» Challenge
List every line of the records below that contains the string "green". Case counts.

____ Supplied entries

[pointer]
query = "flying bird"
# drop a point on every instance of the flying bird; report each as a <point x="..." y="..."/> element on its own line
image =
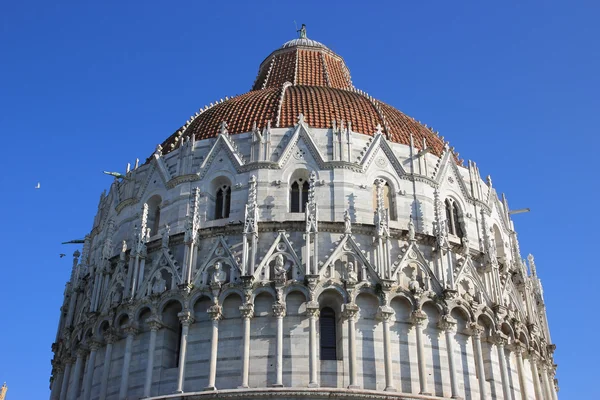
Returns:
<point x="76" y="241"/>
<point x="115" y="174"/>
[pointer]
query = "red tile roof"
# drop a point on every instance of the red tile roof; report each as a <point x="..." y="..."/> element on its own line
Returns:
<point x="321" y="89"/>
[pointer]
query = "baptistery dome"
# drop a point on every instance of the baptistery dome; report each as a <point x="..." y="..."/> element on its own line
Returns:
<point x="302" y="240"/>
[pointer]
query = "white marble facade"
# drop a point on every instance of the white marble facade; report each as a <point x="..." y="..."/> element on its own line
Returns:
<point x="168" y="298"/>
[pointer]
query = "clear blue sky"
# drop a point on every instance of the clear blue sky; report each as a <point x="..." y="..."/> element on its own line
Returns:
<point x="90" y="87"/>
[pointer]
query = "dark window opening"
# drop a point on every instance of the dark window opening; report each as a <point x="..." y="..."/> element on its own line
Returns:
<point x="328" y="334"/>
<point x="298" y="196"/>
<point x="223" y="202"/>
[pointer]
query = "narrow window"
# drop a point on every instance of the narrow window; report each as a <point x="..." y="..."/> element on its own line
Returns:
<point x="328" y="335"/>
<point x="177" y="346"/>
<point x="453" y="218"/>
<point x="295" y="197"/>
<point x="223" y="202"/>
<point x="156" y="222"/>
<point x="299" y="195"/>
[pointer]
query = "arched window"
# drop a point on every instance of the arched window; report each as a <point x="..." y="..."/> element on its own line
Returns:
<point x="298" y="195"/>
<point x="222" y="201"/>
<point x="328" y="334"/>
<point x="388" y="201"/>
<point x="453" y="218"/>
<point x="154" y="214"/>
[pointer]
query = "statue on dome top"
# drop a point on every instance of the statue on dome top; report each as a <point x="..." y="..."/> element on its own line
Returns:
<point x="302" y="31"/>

________
____ Supplied entries

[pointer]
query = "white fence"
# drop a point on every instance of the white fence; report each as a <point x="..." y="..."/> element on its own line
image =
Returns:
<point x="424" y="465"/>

________
____ Supplied entries

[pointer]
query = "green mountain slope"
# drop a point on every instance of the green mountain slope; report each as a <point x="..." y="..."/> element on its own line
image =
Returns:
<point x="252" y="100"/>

________

» Output
query = "green mountain slope"
# drop a point on every instance of the green mountain slope; report each as a <point x="..." y="..."/> element on its own line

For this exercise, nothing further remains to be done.